Dataset =

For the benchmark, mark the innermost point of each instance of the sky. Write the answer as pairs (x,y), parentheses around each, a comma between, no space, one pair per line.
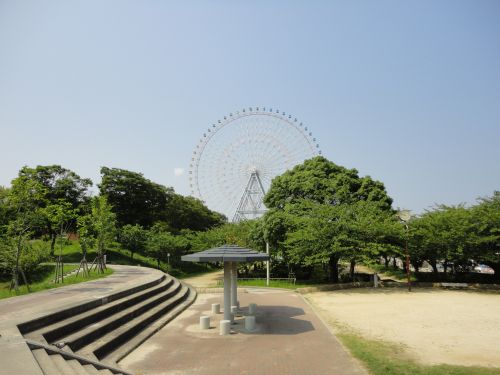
(407,92)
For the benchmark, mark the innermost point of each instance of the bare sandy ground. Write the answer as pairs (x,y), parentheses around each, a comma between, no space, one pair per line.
(435,326)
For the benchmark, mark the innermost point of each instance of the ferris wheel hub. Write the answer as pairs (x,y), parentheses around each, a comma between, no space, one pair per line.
(238,156)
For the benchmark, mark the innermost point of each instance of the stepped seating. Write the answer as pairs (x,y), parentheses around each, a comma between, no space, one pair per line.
(103,331)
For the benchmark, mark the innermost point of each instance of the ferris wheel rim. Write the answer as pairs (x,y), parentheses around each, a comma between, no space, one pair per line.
(211,132)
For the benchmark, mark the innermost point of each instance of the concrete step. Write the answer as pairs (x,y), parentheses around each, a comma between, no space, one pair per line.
(46,320)
(54,332)
(77,367)
(62,364)
(91,370)
(121,335)
(91,333)
(122,351)
(45,362)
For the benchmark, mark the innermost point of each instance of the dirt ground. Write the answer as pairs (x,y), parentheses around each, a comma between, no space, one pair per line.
(435,326)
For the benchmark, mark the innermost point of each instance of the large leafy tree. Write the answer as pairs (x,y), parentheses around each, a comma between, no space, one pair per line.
(320,212)
(133,237)
(52,185)
(135,199)
(325,182)
(190,213)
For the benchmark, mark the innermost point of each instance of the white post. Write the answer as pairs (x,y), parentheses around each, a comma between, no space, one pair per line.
(227,291)
(267,264)
(234,284)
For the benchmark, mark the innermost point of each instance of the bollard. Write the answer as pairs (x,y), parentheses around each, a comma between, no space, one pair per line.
(252,309)
(225,327)
(234,311)
(250,323)
(204,322)
(215,308)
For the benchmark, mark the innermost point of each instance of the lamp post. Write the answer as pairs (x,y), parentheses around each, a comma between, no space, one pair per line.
(405,216)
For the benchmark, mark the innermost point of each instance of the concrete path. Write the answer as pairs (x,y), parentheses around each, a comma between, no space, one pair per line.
(15,356)
(289,339)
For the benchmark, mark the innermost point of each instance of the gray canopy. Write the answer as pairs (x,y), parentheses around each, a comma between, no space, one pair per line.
(226,253)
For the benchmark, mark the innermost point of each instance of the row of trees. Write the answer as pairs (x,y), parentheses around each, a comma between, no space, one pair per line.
(51,201)
(321,214)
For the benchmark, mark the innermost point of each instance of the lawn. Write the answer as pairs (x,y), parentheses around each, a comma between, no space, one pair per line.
(117,255)
(382,358)
(44,279)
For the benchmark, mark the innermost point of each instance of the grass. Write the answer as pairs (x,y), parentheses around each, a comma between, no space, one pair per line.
(382,358)
(390,271)
(44,277)
(274,284)
(117,255)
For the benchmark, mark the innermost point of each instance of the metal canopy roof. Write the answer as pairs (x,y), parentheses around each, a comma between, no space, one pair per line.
(226,253)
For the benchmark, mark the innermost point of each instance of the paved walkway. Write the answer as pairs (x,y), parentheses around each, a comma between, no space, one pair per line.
(30,306)
(290,339)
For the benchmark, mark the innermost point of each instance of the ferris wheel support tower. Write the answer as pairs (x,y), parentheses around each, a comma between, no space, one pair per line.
(236,159)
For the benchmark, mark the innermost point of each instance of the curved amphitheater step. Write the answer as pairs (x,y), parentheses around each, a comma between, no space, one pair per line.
(104,331)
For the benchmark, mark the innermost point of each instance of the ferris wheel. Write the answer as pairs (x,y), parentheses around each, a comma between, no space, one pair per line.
(235,161)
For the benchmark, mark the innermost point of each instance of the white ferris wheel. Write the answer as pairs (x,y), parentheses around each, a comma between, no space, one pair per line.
(235,161)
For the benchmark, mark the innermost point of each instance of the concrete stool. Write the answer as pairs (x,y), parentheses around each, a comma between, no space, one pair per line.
(215,308)
(252,309)
(225,327)
(250,322)
(204,322)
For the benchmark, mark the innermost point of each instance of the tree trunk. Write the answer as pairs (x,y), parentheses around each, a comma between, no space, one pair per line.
(352,268)
(433,264)
(53,243)
(334,269)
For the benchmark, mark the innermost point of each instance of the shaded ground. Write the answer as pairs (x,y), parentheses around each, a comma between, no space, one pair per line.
(206,280)
(435,326)
(289,339)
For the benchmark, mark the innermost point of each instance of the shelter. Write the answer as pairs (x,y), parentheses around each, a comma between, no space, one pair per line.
(231,255)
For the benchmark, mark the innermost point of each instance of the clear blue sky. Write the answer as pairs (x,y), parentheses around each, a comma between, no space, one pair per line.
(407,92)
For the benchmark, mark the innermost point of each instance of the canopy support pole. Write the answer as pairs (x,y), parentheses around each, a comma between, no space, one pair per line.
(267,264)
(227,291)
(234,283)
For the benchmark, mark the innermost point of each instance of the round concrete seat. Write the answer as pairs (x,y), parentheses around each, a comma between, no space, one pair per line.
(204,322)
(250,323)
(215,308)
(252,309)
(225,327)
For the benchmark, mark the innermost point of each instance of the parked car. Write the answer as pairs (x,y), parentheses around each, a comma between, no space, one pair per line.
(483,268)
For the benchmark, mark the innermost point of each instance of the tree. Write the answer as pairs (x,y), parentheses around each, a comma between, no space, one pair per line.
(486,246)
(135,199)
(164,246)
(322,181)
(133,237)
(53,184)
(190,213)
(316,214)
(23,201)
(98,227)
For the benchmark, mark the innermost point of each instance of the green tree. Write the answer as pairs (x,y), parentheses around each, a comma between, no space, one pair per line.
(52,185)
(135,199)
(322,181)
(98,228)
(320,212)
(133,237)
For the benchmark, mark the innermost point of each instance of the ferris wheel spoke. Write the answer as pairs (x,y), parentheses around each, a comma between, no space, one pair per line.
(259,143)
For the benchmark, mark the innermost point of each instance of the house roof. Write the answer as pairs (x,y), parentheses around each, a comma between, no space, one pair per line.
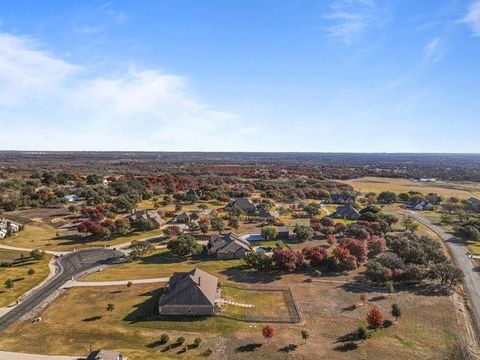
(195,287)
(228,243)
(242,204)
(347,211)
(105,355)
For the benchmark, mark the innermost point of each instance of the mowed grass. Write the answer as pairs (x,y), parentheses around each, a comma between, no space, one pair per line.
(265,303)
(38,235)
(462,190)
(161,264)
(19,275)
(79,319)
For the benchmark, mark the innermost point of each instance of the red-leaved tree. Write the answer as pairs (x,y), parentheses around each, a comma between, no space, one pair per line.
(267,332)
(375,318)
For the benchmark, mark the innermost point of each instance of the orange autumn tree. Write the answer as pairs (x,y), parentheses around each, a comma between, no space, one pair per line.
(267,333)
(375,318)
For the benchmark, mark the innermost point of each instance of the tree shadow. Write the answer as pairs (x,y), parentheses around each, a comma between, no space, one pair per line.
(93,318)
(288,348)
(248,348)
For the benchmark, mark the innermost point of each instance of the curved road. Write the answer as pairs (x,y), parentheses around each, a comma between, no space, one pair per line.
(459,252)
(68,266)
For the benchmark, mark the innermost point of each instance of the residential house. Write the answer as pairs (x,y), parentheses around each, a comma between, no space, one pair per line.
(190,293)
(340,199)
(243,205)
(268,214)
(197,193)
(347,212)
(228,246)
(182,217)
(283,233)
(151,215)
(420,205)
(106,355)
(70,198)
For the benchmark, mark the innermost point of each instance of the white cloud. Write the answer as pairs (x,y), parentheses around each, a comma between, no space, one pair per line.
(434,50)
(350,18)
(49,103)
(473,17)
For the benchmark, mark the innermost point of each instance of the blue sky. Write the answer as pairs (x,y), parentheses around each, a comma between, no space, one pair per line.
(246,75)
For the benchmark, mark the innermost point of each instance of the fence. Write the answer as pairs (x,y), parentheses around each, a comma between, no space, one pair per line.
(292,308)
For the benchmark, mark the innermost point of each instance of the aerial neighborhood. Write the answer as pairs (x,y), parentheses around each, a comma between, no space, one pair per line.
(187,263)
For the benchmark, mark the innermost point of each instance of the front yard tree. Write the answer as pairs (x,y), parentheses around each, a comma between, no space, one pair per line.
(217,224)
(303,232)
(396,312)
(267,332)
(410,224)
(8,284)
(184,245)
(110,308)
(269,232)
(375,318)
(305,335)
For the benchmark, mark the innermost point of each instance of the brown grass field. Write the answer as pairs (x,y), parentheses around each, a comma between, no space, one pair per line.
(462,190)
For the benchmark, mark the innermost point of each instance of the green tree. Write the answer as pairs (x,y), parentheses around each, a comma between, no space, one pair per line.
(269,232)
(396,312)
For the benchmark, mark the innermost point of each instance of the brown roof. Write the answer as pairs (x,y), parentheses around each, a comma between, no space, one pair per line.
(195,287)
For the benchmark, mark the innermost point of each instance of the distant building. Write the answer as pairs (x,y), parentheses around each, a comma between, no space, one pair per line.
(420,205)
(228,246)
(106,355)
(347,212)
(196,193)
(151,215)
(341,199)
(182,217)
(244,205)
(190,293)
(70,198)
(268,214)
(283,233)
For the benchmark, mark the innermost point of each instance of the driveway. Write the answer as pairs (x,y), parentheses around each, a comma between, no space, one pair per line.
(68,266)
(459,252)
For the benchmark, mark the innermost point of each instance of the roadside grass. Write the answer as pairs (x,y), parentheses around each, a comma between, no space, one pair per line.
(265,303)
(38,235)
(462,190)
(78,320)
(18,273)
(161,263)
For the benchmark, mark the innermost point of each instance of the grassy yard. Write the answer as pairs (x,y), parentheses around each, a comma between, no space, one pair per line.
(461,190)
(89,324)
(160,263)
(19,275)
(266,303)
(37,235)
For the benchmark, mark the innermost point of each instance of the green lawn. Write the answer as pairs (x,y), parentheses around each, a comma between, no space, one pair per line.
(79,319)
(19,274)
(160,263)
(38,235)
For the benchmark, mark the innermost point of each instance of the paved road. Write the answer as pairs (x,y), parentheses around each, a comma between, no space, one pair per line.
(459,252)
(69,266)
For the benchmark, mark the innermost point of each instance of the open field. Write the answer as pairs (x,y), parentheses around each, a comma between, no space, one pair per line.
(462,190)
(331,311)
(18,273)
(37,235)
(261,300)
(160,264)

Task goal = Copy out exactly the lines running from the line with "the brown roof." to the end of the records, inclusive.

Solution to the problem =
For the benchmark, mark the innermost point of each instance of the brown roof. Write the answer as pairs (x,y), parentheses around each, a comma between, no space, one pair per line.
(195,287)
For the benchmark, mark the innermost point of each instance of the distant building. Write the answer as pairs (x,y), parentheses around each, a comma between, no space, one pair per line.
(420,205)
(228,246)
(106,355)
(347,212)
(196,193)
(151,215)
(341,199)
(182,217)
(244,205)
(190,293)
(70,198)
(268,214)
(283,233)
For the benchmark, mark the innermost point of each instance of the driveway. Write the answer as pairs (x,y), parentheses around each, a comma between, no space, one pair per line.
(68,266)
(459,252)
For the benchmark, mark the innermost point of each instance of the roadside grass. Write the answer as pairs (x,y), parentheses around each, a comma between, no space, one pair per line.
(265,303)
(38,235)
(462,190)
(78,320)
(18,273)
(161,263)
For the benchmark, mark the innermost point of each instance of the grassy yard. Write the answer as pairs (x,y), parentheses around each, a comma between, no space, one pair per line.
(461,190)
(89,324)
(160,263)
(19,275)
(266,303)
(37,235)
For the benchmark, mark the innermost point of each instance of the green lawn. Write the answer as pairs (x,y), parentheses around each, a comma between, no space, one pair per line.
(79,319)
(19,274)
(160,263)
(38,235)
For the benchmark, mark the innermost point of each instance of the paved road. Write the answer as pairs (x,y), parentheses around each, a comma between, no space, one pair per line.
(459,252)
(69,266)
For the benchmark, mark the innermost point of each instance of the open field. Write the answer as pairs (x,y), parentheses around each, a comma between, no space, one pair per line.
(462,190)
(331,311)
(18,273)
(37,235)
(261,300)
(160,264)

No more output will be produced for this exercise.